## Problem to solve
Copy out all of the records below word for word, leaving out the pictures.

## Available data
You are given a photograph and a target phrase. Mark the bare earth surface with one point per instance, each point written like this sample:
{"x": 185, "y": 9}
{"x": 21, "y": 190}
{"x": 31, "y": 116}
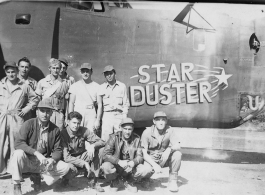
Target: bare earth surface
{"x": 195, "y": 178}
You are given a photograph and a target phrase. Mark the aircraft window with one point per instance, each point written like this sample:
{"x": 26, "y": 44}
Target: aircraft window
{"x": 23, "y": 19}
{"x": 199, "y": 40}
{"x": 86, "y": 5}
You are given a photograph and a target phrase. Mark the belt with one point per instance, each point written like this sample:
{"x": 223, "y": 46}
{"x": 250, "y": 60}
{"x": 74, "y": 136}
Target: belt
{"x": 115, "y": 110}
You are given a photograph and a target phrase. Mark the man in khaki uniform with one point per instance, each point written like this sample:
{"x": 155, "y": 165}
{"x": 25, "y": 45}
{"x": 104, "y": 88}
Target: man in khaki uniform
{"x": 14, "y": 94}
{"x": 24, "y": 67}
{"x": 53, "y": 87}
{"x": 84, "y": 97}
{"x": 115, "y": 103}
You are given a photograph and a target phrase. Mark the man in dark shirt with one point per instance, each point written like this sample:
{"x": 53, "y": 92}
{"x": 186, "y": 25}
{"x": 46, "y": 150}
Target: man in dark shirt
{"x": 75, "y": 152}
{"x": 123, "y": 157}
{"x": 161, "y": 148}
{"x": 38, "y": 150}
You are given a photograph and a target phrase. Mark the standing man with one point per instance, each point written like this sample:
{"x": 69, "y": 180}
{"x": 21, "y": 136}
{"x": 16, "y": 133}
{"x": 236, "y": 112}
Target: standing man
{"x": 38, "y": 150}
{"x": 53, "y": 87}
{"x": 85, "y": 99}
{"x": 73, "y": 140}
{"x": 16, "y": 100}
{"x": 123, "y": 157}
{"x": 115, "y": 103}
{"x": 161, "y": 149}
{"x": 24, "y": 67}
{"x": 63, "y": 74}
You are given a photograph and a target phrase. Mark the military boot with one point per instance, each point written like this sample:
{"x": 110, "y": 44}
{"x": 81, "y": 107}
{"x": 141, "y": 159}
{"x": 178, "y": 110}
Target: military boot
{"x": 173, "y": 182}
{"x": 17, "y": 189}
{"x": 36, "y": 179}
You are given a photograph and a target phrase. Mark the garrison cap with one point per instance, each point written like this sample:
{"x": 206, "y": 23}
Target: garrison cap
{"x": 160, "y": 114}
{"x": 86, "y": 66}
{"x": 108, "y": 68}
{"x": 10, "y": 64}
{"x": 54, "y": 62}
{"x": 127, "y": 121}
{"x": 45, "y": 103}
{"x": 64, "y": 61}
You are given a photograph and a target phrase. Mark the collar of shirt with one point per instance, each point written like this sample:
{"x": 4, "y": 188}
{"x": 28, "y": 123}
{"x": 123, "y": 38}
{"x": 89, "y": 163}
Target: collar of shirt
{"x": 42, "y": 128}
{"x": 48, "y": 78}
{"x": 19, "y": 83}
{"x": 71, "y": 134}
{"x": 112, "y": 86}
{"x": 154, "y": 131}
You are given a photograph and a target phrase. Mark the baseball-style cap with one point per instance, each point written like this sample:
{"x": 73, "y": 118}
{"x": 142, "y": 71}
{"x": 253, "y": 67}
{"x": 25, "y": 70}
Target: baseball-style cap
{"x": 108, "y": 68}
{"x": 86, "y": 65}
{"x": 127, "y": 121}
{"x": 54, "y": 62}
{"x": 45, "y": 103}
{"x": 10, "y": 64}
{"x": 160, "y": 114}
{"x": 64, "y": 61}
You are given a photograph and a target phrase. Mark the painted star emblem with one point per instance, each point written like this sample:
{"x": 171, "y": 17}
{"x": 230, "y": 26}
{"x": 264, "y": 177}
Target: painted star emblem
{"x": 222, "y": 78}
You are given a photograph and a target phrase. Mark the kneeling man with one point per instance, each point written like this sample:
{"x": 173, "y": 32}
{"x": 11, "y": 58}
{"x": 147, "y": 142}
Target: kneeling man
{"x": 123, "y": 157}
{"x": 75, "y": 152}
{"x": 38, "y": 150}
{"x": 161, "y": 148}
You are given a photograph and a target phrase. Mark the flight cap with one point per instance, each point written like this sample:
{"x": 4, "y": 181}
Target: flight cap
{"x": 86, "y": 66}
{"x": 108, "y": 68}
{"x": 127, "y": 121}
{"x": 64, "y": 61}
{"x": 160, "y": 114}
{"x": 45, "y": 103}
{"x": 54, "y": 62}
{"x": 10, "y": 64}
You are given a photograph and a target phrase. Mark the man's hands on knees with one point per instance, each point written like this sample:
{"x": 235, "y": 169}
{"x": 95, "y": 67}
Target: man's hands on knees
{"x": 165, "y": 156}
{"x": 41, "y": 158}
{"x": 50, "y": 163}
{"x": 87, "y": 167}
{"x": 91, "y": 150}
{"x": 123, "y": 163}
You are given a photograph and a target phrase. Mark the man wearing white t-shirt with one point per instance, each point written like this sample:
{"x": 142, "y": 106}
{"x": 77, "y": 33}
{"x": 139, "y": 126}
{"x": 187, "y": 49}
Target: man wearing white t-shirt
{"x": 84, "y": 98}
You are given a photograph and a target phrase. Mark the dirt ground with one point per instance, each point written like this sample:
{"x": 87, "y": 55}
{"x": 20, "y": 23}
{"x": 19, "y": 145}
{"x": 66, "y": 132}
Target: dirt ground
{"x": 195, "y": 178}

## Output for this task
You are given a photograph and a target phrase. Mark the bare earth surface with one point per instance, each point written like this sample:
{"x": 185, "y": 9}
{"x": 21, "y": 190}
{"x": 31, "y": 116}
Target: bare earth surface
{"x": 195, "y": 178}
You are given a photograph and a target phrase. Mark the aircraft window with one point per instance, each point written like this sample:
{"x": 26, "y": 44}
Target: aircraft window
{"x": 23, "y": 19}
{"x": 199, "y": 40}
{"x": 86, "y": 5}
You are given a photograph and a target phrase. Mark the belt with one point per instance, each point written like this sample:
{"x": 223, "y": 46}
{"x": 250, "y": 60}
{"x": 74, "y": 136}
Target: belt
{"x": 115, "y": 110}
You are given a photograph and a target phrase. Mark the man in khaki uniform with one point per instance, each point written like this sample:
{"x": 155, "y": 165}
{"x": 25, "y": 45}
{"x": 104, "y": 88}
Target: man in khaki uniform
{"x": 14, "y": 94}
{"x": 24, "y": 67}
{"x": 53, "y": 87}
{"x": 84, "y": 97}
{"x": 115, "y": 103}
You are given a photograph and a target phrase. Mark the man in dark shirt with one point per instance, each point written like this sample:
{"x": 53, "y": 92}
{"x": 186, "y": 25}
{"x": 46, "y": 150}
Target: man in dark shirt
{"x": 75, "y": 152}
{"x": 123, "y": 157}
{"x": 161, "y": 148}
{"x": 38, "y": 150}
You are given a photograph and a target phrase. Mark the standing man with one point per instance, each point written like this sample:
{"x": 69, "y": 180}
{"x": 21, "y": 136}
{"x": 16, "y": 133}
{"x": 236, "y": 112}
Target: standing man
{"x": 38, "y": 150}
{"x": 53, "y": 87}
{"x": 85, "y": 99}
{"x": 73, "y": 140}
{"x": 16, "y": 100}
{"x": 123, "y": 157}
{"x": 115, "y": 103}
{"x": 161, "y": 149}
{"x": 24, "y": 67}
{"x": 63, "y": 74}
You are given a photograph and a target phrase. Mark the military boot with one point per instance, each point written like this sample:
{"x": 110, "y": 44}
{"x": 81, "y": 107}
{"x": 141, "y": 159}
{"x": 178, "y": 110}
Target: military boot
{"x": 173, "y": 182}
{"x": 17, "y": 189}
{"x": 36, "y": 179}
You are given a photograph and a target phrase. Mark the garrison cap with one point per instance, each point written like this sample:
{"x": 206, "y": 23}
Target: garrison cap
{"x": 160, "y": 114}
{"x": 86, "y": 66}
{"x": 108, "y": 68}
{"x": 10, "y": 64}
{"x": 54, "y": 62}
{"x": 127, "y": 121}
{"x": 45, "y": 103}
{"x": 64, "y": 61}
You are given a photograph and a target phrase. Mark the collar of shirt with one point per instance, each point written like this sample:
{"x": 4, "y": 188}
{"x": 28, "y": 123}
{"x": 123, "y": 38}
{"x": 89, "y": 163}
Target: collar of shirt
{"x": 42, "y": 128}
{"x": 48, "y": 78}
{"x": 19, "y": 83}
{"x": 71, "y": 134}
{"x": 112, "y": 86}
{"x": 154, "y": 131}
You are given a photograph and a target phrase. Mark the baseball-style cap with one point per instance, each point written like this sample:
{"x": 73, "y": 118}
{"x": 142, "y": 71}
{"x": 253, "y": 67}
{"x": 25, "y": 70}
Target: baseball-style cap
{"x": 108, "y": 68}
{"x": 86, "y": 65}
{"x": 127, "y": 121}
{"x": 54, "y": 62}
{"x": 45, "y": 103}
{"x": 10, "y": 64}
{"x": 160, "y": 114}
{"x": 64, "y": 61}
You are given a photograph and a target phrase. Mark the painted star emblem with one point per instance, each point written like this sample:
{"x": 171, "y": 17}
{"x": 230, "y": 26}
{"x": 264, "y": 177}
Target: painted star emblem
{"x": 222, "y": 78}
You are given a photograph and a target phrase. Mark the kneeling man with one point per instance, each point written like this sample:
{"x": 173, "y": 32}
{"x": 11, "y": 58}
{"x": 147, "y": 142}
Target: kneeling man
{"x": 123, "y": 157}
{"x": 75, "y": 152}
{"x": 38, "y": 150}
{"x": 161, "y": 148}
You are given a photograph and a target phrase. Mark the flight cap with one point per instance, each point written like this sample:
{"x": 4, "y": 181}
Target: flight cap
{"x": 86, "y": 66}
{"x": 108, "y": 68}
{"x": 127, "y": 121}
{"x": 64, "y": 61}
{"x": 160, "y": 114}
{"x": 45, "y": 103}
{"x": 54, "y": 62}
{"x": 10, "y": 64}
You are given a photograph and a target phrase. Mark the man's hands on knees with one point per instance, each point written like this sample:
{"x": 235, "y": 169}
{"x": 95, "y": 67}
Target: man's hands on knees
{"x": 165, "y": 156}
{"x": 41, "y": 158}
{"x": 50, "y": 163}
{"x": 87, "y": 167}
{"x": 91, "y": 150}
{"x": 123, "y": 163}
You are given a photograph and a target phrase. Mark the man wearing white t-shirt with one point per instance, each point written like this sample:
{"x": 142, "y": 106}
{"x": 77, "y": 33}
{"x": 139, "y": 126}
{"x": 187, "y": 49}
Target: man wearing white t-shirt
{"x": 84, "y": 98}
You are given a photograph and a target phrase. Mark the dirt ground with one point per instance, each point written like this sample:
{"x": 87, "y": 55}
{"x": 20, "y": 23}
{"x": 19, "y": 145}
{"x": 66, "y": 132}
Target: dirt ground
{"x": 195, "y": 178}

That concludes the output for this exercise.